Objective 1 → Render the listing as a numbered list, starting at the line that contains "Q: Where on this screen is the fish mouth?" and ending at the final line of the listing, with blank lines left out.

Excerpt to read →
· · · · · · ·

# Android tether and wpa_supplicant [workaround]

## Sedrik

Hi guys

I'm trying to connect my laptop to my HTC Hero using wpa_supplicant, has anyone done this?

this is what I see in wpa_cli when I do scan_result

#bssid / frequency / signal level / flags / ssid

#02:23:76:81:26:67      2412    240     [IBSS]  G1

And according to the example wpa_supplicant.conf this should allow me to connect to a IBSS network.

network={

       ssid="G1"

       mode=1

       frequency=2412

       proto=WPA

       key_mgmt=NONE

       pairwise=NONE

       group=TKIP

       #psk="abcdefghijklm"

}

I have tried the connection in Windows and that works, so the phone is working.

Any help is greatly appreciated  :Smile: 

----------

## el_Salmon

I suppose you're trying to connect your mobile in an ad-hoc mode. I'm tried to do the same thing some days ago with my HTC Magic. It worked the first time I rebooted the Android system but then I didn't work.

· · · · · · ·

Supplied entries →
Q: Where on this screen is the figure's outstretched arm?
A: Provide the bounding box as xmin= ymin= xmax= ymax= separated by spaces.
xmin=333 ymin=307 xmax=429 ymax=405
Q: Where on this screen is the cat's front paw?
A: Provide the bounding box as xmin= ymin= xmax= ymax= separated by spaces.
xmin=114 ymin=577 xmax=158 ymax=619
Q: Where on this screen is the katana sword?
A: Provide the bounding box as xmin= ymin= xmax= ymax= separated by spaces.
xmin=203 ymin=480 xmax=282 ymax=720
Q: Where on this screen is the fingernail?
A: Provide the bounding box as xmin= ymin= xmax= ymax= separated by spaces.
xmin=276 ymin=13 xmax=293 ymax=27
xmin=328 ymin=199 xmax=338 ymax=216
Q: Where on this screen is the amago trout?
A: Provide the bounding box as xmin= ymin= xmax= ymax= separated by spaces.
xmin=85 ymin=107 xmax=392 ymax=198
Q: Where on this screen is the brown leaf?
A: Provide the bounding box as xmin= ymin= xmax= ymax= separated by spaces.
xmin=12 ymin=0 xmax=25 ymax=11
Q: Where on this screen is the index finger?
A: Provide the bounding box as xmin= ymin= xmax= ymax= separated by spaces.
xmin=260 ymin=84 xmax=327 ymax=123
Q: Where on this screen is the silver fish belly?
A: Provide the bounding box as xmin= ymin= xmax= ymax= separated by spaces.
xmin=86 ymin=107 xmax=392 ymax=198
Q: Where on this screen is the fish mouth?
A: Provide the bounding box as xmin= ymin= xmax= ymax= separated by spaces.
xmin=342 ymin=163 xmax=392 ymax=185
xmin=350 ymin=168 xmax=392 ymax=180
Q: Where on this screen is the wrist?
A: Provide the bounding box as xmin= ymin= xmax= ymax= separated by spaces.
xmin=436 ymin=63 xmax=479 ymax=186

· · · · · · ·

Objective 2 →
Answer these questions from the forum thread on Android tethering with wpa_supplicant:
(a) Which phone does the first poster want to connect a laptop to?
(b) Which phone did the second poster use for the same attempt?
(c) What frequency value appears in the first poster's network configuration?

Final result 1 →
1. Q: Where on this screen is the fish mouth?
2. A: Provide the bounding box as xmin= ymin= xmax= ymax= separated by spaces.
3. xmin=342 ymin=163 xmax=392 ymax=185
4. xmin=350 ymin=168 xmax=392 ymax=180
5. Q: Where on this screen is the wrist?
6. A: Provide the bounding box as xmin= ymin= xmax= ymax= separated by spaces.
7. xmin=436 ymin=63 xmax=479 ymax=186

Final result 2 →
(a) An HTC Hero.
(b) An HTC Magic.
(c) 2412.